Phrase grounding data
==*==

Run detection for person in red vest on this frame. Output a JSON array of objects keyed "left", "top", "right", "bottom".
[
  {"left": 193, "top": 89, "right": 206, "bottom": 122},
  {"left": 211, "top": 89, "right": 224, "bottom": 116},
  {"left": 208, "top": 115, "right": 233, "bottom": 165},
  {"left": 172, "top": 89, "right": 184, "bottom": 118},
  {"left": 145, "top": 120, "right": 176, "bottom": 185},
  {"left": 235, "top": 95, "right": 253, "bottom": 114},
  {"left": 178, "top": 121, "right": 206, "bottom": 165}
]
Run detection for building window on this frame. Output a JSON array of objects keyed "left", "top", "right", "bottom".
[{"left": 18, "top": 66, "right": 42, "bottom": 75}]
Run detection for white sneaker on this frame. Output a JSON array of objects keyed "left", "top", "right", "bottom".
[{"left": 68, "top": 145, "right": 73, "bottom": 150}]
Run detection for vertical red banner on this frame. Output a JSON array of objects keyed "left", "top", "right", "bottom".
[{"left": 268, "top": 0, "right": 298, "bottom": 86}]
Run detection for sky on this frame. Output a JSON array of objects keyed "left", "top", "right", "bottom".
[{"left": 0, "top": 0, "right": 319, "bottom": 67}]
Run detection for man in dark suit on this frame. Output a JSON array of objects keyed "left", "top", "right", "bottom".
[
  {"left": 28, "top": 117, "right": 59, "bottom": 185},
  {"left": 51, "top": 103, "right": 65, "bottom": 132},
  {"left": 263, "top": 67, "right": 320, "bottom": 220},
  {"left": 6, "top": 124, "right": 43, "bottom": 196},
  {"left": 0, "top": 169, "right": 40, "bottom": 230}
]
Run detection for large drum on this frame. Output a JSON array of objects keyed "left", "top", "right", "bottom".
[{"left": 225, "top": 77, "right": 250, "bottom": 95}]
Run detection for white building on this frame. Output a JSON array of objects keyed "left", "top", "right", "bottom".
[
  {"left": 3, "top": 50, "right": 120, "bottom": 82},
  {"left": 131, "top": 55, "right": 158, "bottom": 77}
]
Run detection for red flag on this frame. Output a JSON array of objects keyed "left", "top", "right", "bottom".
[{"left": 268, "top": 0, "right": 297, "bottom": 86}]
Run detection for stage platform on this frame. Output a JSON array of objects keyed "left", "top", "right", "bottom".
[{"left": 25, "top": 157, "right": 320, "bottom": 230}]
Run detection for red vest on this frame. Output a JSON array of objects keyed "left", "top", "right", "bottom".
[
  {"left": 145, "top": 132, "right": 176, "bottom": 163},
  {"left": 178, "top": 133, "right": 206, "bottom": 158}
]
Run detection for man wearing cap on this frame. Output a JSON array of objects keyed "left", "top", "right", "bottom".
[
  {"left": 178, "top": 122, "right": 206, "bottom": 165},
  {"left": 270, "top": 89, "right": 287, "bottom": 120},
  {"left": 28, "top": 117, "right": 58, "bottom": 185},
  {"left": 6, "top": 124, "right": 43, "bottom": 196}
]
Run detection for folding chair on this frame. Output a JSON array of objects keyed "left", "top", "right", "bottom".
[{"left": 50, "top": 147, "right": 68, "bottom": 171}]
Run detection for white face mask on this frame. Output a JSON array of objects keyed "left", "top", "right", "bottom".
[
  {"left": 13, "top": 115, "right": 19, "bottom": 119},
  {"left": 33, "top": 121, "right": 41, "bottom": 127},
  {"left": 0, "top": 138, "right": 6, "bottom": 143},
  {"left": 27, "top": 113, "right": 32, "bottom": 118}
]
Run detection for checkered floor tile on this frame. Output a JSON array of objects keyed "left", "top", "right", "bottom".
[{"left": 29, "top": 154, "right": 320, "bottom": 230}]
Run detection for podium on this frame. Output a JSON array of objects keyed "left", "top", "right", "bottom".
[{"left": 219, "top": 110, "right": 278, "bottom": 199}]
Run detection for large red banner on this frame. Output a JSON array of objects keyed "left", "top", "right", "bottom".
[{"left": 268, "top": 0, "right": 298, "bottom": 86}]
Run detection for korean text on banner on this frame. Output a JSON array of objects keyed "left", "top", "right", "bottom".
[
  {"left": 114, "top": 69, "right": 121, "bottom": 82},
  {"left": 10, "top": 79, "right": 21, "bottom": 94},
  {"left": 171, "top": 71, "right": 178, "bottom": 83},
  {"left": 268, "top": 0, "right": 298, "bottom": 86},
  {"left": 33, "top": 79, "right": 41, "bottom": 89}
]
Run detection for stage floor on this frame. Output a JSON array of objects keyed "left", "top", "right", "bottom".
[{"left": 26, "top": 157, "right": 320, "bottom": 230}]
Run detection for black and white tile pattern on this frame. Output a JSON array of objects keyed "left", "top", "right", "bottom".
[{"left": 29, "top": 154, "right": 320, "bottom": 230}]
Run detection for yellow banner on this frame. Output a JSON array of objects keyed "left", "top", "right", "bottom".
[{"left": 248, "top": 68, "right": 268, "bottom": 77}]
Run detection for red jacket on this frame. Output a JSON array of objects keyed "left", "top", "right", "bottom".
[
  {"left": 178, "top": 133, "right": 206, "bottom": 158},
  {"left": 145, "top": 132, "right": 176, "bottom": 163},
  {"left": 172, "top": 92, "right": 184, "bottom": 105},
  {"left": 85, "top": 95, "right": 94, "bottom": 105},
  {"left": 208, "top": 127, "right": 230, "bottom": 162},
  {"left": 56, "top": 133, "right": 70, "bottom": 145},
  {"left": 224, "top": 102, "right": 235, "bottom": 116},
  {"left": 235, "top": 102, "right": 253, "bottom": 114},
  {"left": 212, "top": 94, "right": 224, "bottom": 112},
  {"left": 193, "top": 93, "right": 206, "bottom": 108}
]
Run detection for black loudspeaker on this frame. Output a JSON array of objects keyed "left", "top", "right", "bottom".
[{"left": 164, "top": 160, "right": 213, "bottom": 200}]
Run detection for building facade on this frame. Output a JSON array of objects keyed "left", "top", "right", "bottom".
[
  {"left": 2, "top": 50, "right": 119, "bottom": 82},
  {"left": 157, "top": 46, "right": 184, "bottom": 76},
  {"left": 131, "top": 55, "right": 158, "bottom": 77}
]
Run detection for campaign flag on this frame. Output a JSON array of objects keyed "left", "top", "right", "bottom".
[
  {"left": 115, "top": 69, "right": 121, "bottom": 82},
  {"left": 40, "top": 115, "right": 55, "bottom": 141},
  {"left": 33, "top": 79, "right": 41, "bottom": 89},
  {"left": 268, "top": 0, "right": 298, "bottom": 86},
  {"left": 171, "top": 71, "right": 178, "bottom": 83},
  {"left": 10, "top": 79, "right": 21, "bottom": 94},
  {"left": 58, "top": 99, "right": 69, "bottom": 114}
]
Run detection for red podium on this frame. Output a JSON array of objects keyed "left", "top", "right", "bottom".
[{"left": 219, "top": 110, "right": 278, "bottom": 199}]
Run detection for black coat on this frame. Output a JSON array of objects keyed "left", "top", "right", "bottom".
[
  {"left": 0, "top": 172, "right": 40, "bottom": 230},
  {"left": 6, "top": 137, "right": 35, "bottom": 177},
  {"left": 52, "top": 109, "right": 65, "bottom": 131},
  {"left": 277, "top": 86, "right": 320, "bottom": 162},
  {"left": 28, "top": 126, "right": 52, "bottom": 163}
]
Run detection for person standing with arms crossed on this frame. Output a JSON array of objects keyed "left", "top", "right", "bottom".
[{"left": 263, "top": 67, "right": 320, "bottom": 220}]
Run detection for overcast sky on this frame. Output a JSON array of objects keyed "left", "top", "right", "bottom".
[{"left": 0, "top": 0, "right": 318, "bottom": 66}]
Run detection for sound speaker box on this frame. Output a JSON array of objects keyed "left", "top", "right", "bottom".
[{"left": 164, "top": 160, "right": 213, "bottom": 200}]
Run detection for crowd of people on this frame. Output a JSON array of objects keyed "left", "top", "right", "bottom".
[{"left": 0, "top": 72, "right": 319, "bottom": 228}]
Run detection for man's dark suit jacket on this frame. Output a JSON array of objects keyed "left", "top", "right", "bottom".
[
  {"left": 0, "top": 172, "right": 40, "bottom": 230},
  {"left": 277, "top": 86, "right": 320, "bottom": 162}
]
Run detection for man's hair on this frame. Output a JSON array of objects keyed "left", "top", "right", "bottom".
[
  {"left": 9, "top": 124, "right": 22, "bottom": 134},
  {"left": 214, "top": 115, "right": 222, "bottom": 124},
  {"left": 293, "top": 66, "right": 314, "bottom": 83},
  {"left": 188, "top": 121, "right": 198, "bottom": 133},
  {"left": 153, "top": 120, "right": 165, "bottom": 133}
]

==*==

YOUR INSTRUCTIONS:
What is needed is an exact copy of the lines from the one containing "Run detection for man's hair" through the last line of the records, and nothing else.

RESPONSE:
Run detection for man's hair on this frame. Output a JSON array of objects keyed "left", "top", "right", "bottom".
[
  {"left": 9, "top": 124, "right": 22, "bottom": 134},
  {"left": 214, "top": 115, "right": 222, "bottom": 124},
  {"left": 293, "top": 66, "right": 314, "bottom": 83},
  {"left": 188, "top": 121, "right": 198, "bottom": 133},
  {"left": 153, "top": 120, "right": 165, "bottom": 133}
]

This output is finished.